** Reading passage follows **
Credit:  By Erin Rhoda, Staff Writer, The Portland Press Herald, www.pressherald.com 12 February 2011 ~~

PLEASANT RIDGE PLANTATION – When resident Retta Giguere stood up to speak at Thursday night’s public hearing, she held a list of questions about a commercial wind project developer’s plan to string transmission lines through part of her town.

The first question on her list, about what appeared to be different information filed in applications to the town and state, became the dominant topic of conversation and ultimately stalled a vote on whether to grant a permit for the developer to cross transmission wires over the town’s roads.

The incongruity, which the town’s lawyer will review, would put the transmission lines closer to residents’ homes than they previously thought.

The developer, Independence Wind, which operates Highland Wind LLC, intends to install 39 wind turbines in neighboring Highland Plantation. No turbines are planned for Pleasant Ridge Plantation, but transmission lines are. The lines would pass once over Cross Road and Pleasant Ridge Road and twice over Rowe Pond Road.
** End of Reading passage **
■ Apply what you read
A: Please echo the passage of the wind project article that begins with the words "Credit:  By Erin" and ends with "the town’s roads.".
B: According to the wind project article, how many times would the transmission lines pass over Rowe Pond Road?
** Data section follows **
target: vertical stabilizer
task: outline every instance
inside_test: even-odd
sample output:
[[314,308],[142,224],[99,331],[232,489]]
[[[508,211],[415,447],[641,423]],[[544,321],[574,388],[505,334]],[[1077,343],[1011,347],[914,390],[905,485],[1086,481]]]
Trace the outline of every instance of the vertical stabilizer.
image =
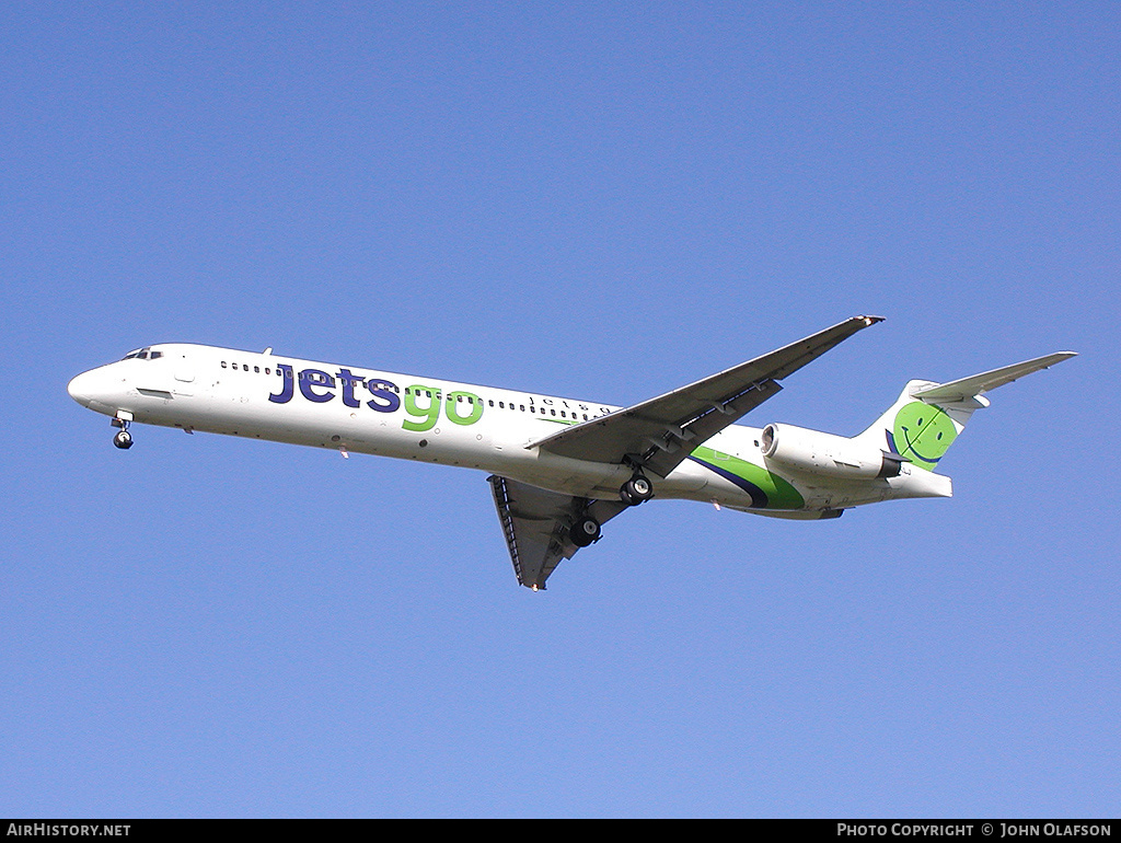
[[1073,356],[1073,351],[1060,351],[947,383],[909,381],[888,411],[856,438],[934,471],[973,411],[989,406],[984,392]]

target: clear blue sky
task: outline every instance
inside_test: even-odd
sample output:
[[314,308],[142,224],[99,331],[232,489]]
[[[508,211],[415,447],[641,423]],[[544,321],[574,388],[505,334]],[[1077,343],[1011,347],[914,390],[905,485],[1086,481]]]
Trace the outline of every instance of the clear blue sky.
[[[1121,11],[8,3],[0,815],[1117,816]],[[157,428],[188,341],[749,419],[1057,350],[953,500],[679,502],[516,585],[481,473]]]

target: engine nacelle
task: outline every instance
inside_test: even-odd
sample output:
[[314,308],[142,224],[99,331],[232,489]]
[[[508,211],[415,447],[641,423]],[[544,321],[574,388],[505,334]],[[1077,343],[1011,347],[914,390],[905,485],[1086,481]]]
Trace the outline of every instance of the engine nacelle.
[[849,480],[893,478],[906,460],[874,445],[794,425],[767,425],[761,450],[768,460],[797,471]]

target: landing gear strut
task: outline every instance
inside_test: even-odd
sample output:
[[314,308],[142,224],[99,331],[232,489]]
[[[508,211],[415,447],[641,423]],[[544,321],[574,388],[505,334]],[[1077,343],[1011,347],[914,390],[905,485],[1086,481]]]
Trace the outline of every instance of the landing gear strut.
[[113,427],[120,427],[113,435],[113,444],[121,448],[121,451],[128,451],[132,447],[132,434],[129,433],[129,420],[127,418],[114,418],[112,419]]
[[646,503],[654,497],[654,483],[645,474],[636,473],[619,488],[619,497],[628,507]]

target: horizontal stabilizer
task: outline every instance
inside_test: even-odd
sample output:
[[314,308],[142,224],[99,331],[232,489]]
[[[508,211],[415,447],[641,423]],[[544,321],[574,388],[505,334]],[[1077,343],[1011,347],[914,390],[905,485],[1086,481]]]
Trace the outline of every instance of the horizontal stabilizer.
[[1031,374],[1031,372],[1038,372],[1040,369],[1047,369],[1055,365],[1055,363],[1062,363],[1064,360],[1073,356],[1077,356],[1077,353],[1073,351],[1059,351],[1055,354],[1036,358],[1035,360],[1025,360],[1022,363],[1006,365],[1002,369],[993,369],[991,372],[982,372],[969,378],[952,380],[948,383],[920,387],[911,392],[911,397],[918,398],[921,401],[937,404],[967,401],[971,398],[980,396],[982,392],[988,392],[997,387],[1011,383],[1017,378]]

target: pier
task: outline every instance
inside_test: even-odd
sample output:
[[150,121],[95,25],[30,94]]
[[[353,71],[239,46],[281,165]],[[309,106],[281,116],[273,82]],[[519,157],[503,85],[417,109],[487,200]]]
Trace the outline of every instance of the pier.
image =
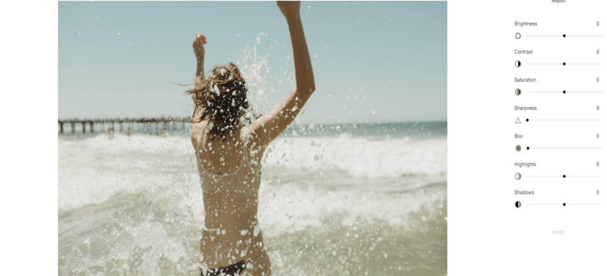
[[59,134],[105,133],[109,128],[114,131],[128,130],[137,132],[166,132],[168,130],[186,130],[192,124],[190,117],[125,118],[125,119],[72,119],[59,120]]

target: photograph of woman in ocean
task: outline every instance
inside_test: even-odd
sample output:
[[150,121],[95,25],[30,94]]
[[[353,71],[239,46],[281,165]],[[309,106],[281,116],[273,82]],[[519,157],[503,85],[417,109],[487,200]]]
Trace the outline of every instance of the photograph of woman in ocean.
[[59,10],[59,275],[446,275],[446,2]]

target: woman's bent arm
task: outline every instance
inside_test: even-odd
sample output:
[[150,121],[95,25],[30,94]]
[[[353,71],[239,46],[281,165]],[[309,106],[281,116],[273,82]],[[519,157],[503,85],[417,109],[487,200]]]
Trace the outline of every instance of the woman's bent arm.
[[297,88],[273,110],[258,118],[247,135],[257,146],[266,146],[276,139],[299,113],[316,87],[304,26],[299,17],[299,1],[277,1],[287,20],[293,46]]

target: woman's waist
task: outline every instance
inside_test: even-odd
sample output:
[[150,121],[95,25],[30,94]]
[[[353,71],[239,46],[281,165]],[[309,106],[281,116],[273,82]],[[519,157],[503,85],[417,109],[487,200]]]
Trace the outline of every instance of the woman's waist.
[[248,231],[203,230],[199,248],[202,261],[209,268],[228,266],[266,252],[261,231],[255,235]]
** End of Data section **
■ Responses per task
A:
Credit:  By Erin Rhoda, Staff Writer, The Portland Press Herald, www.pressherald.com 12 February 2011 ~~

PLEASANT RIDGE PLANTATION – When resident Retta Giguere stood up to speak at Thursday night’s public hearing, she held a list of questions about a commercial wind project developer’s plan to string transmission lines through part of her town.

The first question on her list, about what appeared to be different information filed in applications to the town and state, became the dominant topic of conversation and ultimately stalled a vote on whether to grant a permit for the developer to cross transmission wires over the town’s roads.

B: Twice.